| Aim of the exercise |
Somewhere below are a line with "[[29, 235], [141, 6], [182, 17], [45, 260]]" and a later line with "Spot the yellow stamen". Output exactly those lines and all lines between them.
+ + + + + + +
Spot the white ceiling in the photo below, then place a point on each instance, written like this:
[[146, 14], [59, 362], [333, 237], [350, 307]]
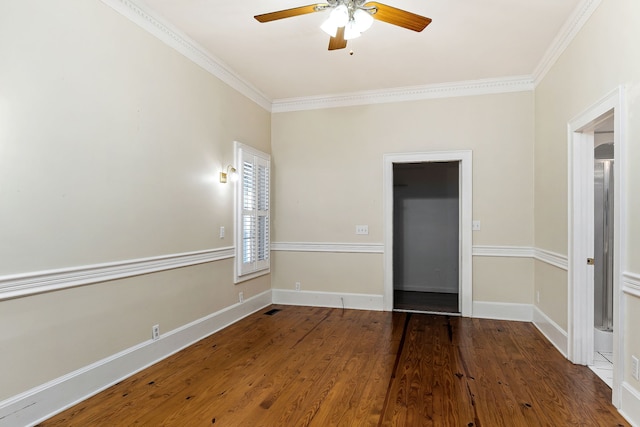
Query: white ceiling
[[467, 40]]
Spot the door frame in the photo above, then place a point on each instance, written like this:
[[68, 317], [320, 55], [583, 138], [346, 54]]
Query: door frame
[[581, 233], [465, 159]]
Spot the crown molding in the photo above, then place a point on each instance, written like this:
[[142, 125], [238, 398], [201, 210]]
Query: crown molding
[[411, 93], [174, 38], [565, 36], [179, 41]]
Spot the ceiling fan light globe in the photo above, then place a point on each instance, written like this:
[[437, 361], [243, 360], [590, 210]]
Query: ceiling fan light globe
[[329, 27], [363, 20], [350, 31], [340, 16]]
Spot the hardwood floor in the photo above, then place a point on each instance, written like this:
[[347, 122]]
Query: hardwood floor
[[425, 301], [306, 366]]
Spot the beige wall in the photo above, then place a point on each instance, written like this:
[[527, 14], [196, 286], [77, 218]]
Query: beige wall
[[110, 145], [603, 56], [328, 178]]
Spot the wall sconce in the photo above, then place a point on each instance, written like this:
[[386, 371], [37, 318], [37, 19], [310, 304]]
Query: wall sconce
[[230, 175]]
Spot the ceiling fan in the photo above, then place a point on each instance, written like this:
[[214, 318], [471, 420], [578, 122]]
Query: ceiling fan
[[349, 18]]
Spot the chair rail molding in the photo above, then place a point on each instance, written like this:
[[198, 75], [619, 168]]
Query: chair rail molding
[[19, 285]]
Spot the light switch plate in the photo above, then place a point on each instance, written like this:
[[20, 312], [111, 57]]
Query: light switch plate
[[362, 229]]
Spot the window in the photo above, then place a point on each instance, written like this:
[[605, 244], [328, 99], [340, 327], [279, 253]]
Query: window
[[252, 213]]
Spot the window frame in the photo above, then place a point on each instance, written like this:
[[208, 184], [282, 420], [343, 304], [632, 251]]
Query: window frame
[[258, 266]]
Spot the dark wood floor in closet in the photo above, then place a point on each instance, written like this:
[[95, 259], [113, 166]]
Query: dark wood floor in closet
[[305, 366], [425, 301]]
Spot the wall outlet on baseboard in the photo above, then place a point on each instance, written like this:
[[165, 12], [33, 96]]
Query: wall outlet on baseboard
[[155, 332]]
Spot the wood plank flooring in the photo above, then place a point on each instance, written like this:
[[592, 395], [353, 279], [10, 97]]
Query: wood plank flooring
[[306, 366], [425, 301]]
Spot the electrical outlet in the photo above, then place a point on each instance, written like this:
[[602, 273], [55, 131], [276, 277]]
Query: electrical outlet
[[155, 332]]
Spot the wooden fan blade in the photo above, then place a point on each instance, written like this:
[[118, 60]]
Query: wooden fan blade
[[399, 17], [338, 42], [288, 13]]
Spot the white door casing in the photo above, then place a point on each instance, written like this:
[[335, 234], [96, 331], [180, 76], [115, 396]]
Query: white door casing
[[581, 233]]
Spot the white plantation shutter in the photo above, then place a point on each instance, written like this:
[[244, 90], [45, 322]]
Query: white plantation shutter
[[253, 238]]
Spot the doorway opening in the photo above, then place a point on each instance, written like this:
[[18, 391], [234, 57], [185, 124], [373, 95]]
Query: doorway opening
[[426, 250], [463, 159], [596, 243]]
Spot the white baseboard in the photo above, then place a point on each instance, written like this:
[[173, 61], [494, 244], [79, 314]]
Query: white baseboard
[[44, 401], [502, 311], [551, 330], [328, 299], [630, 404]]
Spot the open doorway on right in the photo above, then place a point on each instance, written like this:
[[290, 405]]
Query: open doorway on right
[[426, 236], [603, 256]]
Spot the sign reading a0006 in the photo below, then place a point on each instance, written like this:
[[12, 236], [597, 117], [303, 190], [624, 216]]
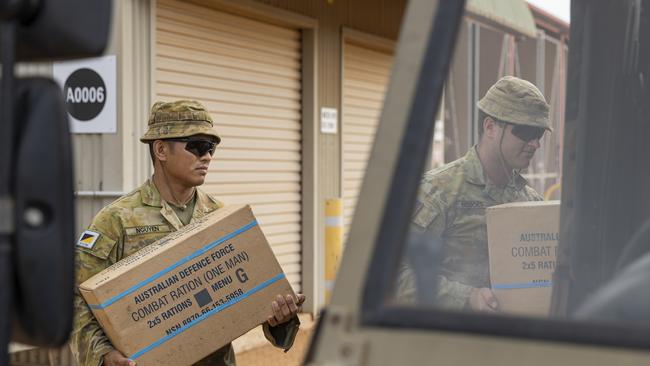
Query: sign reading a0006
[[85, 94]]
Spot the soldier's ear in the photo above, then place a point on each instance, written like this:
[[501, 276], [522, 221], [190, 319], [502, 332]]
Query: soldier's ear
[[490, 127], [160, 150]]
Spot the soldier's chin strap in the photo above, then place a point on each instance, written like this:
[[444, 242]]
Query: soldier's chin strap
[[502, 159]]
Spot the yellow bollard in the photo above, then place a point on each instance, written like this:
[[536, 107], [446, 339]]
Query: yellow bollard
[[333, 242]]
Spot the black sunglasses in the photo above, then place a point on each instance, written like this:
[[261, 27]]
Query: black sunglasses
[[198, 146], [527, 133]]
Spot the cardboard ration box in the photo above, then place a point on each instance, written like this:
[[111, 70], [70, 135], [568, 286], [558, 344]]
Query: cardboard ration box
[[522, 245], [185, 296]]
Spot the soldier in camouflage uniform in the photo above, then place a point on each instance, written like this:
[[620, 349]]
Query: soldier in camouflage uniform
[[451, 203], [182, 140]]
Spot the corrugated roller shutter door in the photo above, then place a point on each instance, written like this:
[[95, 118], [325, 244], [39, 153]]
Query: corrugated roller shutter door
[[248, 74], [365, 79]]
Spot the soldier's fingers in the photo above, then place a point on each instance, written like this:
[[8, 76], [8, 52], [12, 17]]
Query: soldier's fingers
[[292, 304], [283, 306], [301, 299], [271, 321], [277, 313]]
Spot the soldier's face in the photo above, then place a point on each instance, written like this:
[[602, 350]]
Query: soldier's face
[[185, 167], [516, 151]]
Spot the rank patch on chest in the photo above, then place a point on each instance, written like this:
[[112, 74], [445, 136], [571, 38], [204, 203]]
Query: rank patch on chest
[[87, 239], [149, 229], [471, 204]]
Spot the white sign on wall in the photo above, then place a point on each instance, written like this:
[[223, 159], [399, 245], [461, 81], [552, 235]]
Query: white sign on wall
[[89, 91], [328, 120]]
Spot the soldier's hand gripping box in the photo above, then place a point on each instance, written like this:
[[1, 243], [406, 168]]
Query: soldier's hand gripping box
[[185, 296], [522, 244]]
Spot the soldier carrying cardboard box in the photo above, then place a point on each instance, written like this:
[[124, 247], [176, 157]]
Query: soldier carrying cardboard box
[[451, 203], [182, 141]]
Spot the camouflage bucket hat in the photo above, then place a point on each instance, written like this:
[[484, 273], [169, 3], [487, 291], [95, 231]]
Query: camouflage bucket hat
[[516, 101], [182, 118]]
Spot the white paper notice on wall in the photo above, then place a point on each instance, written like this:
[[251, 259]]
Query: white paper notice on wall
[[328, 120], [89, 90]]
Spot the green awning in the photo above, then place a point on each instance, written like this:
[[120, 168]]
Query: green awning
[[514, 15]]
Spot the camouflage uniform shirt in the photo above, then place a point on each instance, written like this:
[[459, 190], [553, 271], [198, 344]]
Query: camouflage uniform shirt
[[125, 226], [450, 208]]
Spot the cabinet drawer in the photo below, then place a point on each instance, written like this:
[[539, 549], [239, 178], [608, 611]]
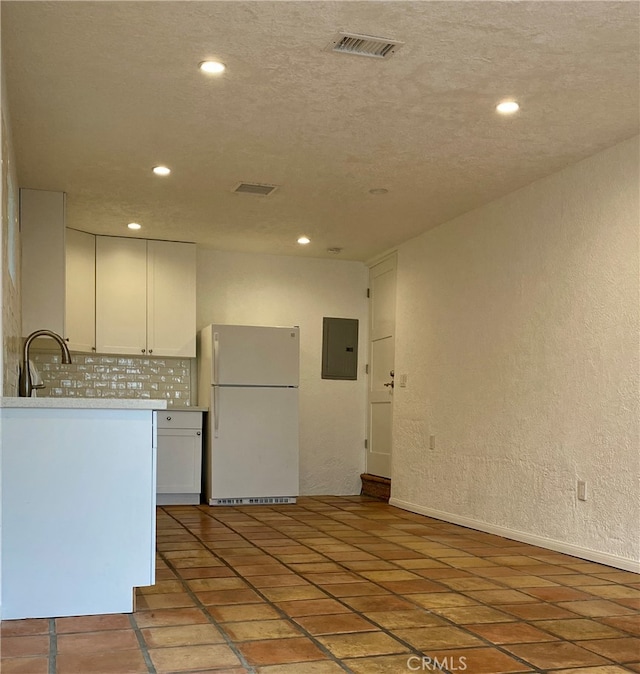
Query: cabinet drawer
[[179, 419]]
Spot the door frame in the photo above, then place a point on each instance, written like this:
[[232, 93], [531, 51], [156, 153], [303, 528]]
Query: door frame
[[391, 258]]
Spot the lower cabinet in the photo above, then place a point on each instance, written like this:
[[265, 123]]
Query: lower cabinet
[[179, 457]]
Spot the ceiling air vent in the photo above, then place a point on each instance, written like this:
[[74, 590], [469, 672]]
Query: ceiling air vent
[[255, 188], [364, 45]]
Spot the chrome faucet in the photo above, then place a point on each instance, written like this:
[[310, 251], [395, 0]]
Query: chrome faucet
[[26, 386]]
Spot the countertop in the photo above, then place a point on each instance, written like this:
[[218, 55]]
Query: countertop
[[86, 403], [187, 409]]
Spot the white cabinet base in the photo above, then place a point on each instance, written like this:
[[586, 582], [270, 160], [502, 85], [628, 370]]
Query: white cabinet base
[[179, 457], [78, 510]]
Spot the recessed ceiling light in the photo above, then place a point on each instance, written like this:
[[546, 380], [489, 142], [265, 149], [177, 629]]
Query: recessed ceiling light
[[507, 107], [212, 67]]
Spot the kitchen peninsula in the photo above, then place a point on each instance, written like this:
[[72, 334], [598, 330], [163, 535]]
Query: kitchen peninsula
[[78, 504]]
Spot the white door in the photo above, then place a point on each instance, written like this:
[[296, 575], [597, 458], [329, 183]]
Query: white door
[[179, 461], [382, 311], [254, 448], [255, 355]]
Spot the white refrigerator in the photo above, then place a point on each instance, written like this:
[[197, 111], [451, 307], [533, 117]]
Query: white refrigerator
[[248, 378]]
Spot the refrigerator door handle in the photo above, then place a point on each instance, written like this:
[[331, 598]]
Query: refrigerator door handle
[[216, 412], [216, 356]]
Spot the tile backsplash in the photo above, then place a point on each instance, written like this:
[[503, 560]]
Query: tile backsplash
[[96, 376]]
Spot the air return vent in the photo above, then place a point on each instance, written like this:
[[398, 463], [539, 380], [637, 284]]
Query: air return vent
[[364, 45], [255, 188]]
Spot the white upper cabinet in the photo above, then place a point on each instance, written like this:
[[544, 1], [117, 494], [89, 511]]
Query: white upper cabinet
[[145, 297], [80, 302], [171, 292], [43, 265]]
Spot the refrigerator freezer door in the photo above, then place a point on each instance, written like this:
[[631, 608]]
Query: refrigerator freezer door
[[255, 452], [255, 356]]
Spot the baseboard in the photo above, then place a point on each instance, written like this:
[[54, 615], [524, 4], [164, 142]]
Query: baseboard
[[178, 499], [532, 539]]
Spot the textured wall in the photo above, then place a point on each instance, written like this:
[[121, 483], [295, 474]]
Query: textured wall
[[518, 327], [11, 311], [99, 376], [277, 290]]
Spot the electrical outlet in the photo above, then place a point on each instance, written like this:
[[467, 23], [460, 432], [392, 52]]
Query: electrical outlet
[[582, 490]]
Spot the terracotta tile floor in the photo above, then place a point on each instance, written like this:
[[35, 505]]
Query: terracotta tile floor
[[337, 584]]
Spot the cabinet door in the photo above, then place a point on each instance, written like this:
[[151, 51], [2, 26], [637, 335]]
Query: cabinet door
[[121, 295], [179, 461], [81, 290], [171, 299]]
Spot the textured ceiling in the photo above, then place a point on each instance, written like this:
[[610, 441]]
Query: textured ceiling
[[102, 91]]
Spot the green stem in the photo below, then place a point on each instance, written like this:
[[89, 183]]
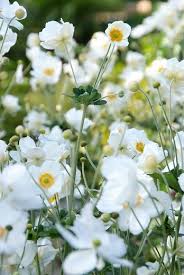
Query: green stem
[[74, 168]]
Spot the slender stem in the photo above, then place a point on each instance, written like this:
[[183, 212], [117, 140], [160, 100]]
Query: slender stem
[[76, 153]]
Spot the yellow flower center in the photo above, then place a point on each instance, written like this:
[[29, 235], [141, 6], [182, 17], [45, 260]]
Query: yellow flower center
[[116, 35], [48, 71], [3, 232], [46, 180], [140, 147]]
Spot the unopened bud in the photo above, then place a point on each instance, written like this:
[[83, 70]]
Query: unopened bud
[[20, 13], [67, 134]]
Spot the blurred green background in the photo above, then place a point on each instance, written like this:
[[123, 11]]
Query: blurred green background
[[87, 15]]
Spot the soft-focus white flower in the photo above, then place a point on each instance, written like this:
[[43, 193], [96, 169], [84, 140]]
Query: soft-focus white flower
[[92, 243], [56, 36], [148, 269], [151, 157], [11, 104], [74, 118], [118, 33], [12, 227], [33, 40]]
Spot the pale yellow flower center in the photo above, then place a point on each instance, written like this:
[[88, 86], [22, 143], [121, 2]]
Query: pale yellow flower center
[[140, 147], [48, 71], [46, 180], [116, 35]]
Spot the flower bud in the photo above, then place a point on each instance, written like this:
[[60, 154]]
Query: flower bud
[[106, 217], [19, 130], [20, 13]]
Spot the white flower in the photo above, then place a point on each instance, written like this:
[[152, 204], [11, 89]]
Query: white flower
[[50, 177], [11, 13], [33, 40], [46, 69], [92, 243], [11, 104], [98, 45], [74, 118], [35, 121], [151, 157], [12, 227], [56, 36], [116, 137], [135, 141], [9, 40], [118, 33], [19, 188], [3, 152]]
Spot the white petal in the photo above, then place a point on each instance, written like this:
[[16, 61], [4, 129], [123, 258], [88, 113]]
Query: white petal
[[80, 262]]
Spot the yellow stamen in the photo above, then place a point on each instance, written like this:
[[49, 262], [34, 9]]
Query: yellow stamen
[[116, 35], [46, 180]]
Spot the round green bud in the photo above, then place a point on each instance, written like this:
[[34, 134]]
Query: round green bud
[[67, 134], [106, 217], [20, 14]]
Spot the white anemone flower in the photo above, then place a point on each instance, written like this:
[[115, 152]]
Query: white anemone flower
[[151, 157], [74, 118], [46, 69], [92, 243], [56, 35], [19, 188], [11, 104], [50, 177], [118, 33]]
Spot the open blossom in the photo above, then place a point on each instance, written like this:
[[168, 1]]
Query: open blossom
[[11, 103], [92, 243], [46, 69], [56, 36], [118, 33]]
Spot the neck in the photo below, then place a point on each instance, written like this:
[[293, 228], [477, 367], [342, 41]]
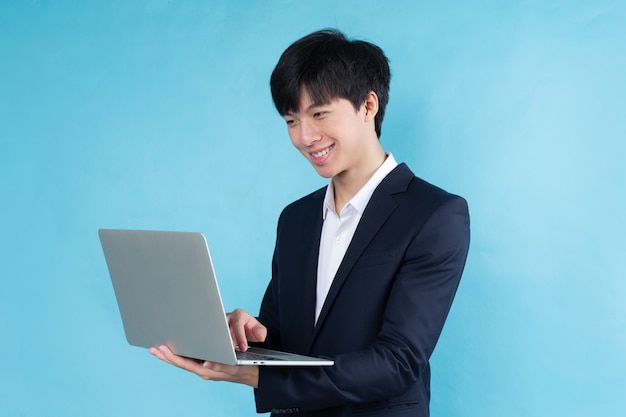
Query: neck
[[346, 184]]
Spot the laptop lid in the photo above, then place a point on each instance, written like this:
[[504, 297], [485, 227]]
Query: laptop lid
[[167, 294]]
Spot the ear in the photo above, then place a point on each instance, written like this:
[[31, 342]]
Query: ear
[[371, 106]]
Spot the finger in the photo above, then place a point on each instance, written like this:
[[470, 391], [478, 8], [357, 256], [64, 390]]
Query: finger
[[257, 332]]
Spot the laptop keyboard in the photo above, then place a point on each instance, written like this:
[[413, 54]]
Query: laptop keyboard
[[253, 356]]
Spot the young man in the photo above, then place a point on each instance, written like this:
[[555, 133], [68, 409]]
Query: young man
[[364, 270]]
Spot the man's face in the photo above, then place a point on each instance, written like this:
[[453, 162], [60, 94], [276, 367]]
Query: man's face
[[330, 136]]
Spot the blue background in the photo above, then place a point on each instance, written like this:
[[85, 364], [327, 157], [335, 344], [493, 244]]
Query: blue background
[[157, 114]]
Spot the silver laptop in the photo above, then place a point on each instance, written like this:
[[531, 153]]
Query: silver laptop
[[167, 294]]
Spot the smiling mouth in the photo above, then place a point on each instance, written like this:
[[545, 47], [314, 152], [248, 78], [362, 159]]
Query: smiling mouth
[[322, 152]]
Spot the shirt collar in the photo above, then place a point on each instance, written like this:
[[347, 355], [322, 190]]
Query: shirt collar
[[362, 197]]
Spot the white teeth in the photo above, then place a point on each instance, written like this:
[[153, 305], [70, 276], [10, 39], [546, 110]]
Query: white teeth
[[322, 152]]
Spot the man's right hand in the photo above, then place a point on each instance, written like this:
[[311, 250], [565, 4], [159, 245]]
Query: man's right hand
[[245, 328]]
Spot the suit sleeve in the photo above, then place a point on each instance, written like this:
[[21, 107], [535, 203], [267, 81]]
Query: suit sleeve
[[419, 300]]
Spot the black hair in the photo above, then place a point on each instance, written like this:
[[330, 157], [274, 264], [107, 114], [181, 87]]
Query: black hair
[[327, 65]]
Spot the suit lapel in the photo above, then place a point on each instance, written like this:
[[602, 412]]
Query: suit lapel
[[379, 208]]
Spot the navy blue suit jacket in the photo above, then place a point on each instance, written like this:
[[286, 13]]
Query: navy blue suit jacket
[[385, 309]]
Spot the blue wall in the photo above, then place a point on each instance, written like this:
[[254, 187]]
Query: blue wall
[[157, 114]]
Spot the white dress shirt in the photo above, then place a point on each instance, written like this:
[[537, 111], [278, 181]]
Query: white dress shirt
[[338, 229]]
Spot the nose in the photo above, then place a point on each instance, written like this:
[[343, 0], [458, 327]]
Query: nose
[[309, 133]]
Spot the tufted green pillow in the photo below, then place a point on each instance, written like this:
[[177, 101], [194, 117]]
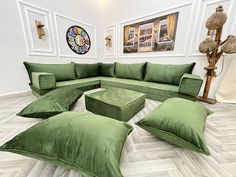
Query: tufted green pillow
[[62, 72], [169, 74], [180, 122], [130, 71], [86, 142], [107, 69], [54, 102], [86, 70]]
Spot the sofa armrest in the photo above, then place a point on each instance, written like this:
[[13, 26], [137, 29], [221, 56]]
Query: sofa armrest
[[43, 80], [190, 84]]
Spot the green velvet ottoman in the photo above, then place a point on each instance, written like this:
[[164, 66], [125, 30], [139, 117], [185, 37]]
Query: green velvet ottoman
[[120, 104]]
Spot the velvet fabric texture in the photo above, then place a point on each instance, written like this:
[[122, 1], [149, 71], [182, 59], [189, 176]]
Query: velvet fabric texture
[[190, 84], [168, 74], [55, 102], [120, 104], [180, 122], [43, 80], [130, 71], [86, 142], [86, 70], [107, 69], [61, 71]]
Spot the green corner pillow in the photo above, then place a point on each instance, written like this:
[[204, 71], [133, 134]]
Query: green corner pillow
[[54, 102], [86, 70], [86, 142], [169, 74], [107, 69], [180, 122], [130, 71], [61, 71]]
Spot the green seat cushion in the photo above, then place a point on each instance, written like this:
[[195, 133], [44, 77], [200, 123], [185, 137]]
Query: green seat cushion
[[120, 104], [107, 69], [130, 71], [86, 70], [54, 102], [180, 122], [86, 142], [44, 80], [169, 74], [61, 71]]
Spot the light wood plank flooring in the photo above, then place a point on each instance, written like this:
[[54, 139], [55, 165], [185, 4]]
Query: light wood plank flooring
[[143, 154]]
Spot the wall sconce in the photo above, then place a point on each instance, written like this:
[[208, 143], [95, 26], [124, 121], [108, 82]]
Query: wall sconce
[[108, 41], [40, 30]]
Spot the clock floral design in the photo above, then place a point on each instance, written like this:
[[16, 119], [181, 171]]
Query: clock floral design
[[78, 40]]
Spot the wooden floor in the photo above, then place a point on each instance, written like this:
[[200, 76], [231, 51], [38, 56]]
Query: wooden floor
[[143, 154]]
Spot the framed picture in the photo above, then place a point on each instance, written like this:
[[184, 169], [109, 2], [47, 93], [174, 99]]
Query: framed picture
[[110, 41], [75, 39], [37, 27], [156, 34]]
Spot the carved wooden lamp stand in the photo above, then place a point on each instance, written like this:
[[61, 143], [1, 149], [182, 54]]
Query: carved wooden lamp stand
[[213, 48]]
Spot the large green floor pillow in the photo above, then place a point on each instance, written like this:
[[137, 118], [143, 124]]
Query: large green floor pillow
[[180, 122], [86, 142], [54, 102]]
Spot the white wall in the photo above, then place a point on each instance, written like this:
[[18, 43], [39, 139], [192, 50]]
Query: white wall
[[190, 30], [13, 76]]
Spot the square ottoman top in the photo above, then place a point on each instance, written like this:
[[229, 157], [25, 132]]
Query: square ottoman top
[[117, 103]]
+ + + + + + +
| Exercise answer |
[[29, 235], [141, 6], [182, 17], [45, 260]]
Query: yellow flower center
[[116, 35], [48, 71], [3, 232], [46, 180], [140, 147]]
Spot the unopened bud in the photo above, then place a point on each instance, written like this:
[[83, 70]]
Query: unopened bud
[[20, 13], [67, 134]]
Spot the blurred green background in the photo above, then place a point on each instance, written like this:
[[123, 11]]
Query: blurred green background
[[87, 15]]
Spot the soft-focus white flower in the photo above, then place a point on each instance, written like this:
[[43, 193], [96, 169], [84, 140]]
Query: soft-focus white flower
[[92, 243], [56, 36], [148, 269], [151, 157], [11, 104], [74, 118], [118, 33], [12, 227], [33, 40]]
Spot the pale yellow flower center in the photo above, then place a point on each instance, written like this:
[[88, 86], [22, 143], [121, 2]]
Query: pale yellow flower center
[[140, 147], [48, 71], [46, 180], [116, 35]]
Spot the flower bud in the photo above, then place a point on each instance, written like this:
[[60, 154]]
Query: flower bud
[[106, 217], [19, 130], [20, 13]]
Spot the white flower in the photo above, then place a point on each instance, written like this:
[[152, 204], [11, 89]]
Query: white flower
[[50, 177], [11, 13], [33, 40], [46, 69], [92, 243], [11, 104], [98, 45], [74, 118], [35, 121], [151, 157], [12, 227], [56, 36], [116, 137], [135, 141], [9, 40], [118, 33], [19, 188], [3, 152]]
Spot the white petal in the photo above, then place a point on each instance, written like this:
[[16, 61], [4, 129], [123, 258], [88, 113]]
Query: white petal
[[80, 262]]
Spot the yellow stamen in the photo above, then place a point on each instance, written like this:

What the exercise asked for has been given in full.